* **EXCERPT**:
• • • • • • •

Ugandan general (1954 - 2022

General Elly Tuhirirwe Tumwine (12 April 1954–25 August 2022) was a Ugandan military officer, designer, visual artist, and educator. He was the former Security Minister in the Cabinet of Uganda, from March 2018 until 2021. He retired from active military service in July 2022.

He served as commander of the National Resistance Army from 1984 to 1987. He was one of the highest-ranking members of the Ugandan military who recently called on police to shoot at protesters. He also ordered the military to kidnap, illegally incarcerate and send opposition members to be tried in military courts based on trumped up charges, which resulted in Bobi Wine supporters suing for human rights violations. This led the United States to sanction the Ugandan generals over human rights abuses. He was a member of the Ugandan Parliament, representing the Uganda People's Defence Force (UPDF).

==Early life and education==
Tumwine was born on 12 April 1954, in Burunga, Mbarara District. He attended Burunga Primary School, Mbarara High School and St. Henry's College Kitovu, before joining Makerere University, gaining a BA in fine arts combined with a Dip. Ed in 1977. He specialised in the history of art painting.

He subsequently completed the cadet officers course at the Tanzania Military Academy at Monduli. He also attended the senior command course at the Uganda Senior Command and Staff College at Kimaka, in Jinja, Uganda, being a member of the pioneer class that graduated in 2005. Tumwine also held further military qualifications from the military academy in Vystry, in the Soviet Union.

• • • • • • •

Stored data
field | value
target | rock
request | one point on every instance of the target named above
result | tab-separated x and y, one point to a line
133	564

• • • • • • •

* **TASK 1**:
According to the Tumwine biography, in what month and year did he retire from active military service?
* **TASK 2**:
Rewrite the part of the Tumwine biography between "General Elly Tuhirirwe" and "Defence Force (UPDF).", inclusive, with "painter" in place of "visual artist".

* **TASK RESPONSE 1**:
He retired in July 2022.

* **TASK RESPONSE 2**:
General Elly Tuhirirwe Tumwine (12 April 1954–25 August 2022) was a Ugandan military officer, designer, painter, and educator. He was the former Security Minister in the Cabinet of Uganda, from March 2018 until 2021. He retired from active military service in July 2022.

He served as commander of the National Resistance Army from 1984 to 1987. He was one of the highest-ranking members of the Ugandan military who recently called on police to shoot at protesters. He also ordered the military to kidnap, illegally incarcerate and send opposition members to be tried in military courts based on trumped up charges, which resulted in Bobi Wine supporters suing for human rights violations. This led the United States to sanction the Ugandan generals over human rights abuses. He was a member of the Ugandan Parliament, representing the Uganda People's Defence Force (UPDF).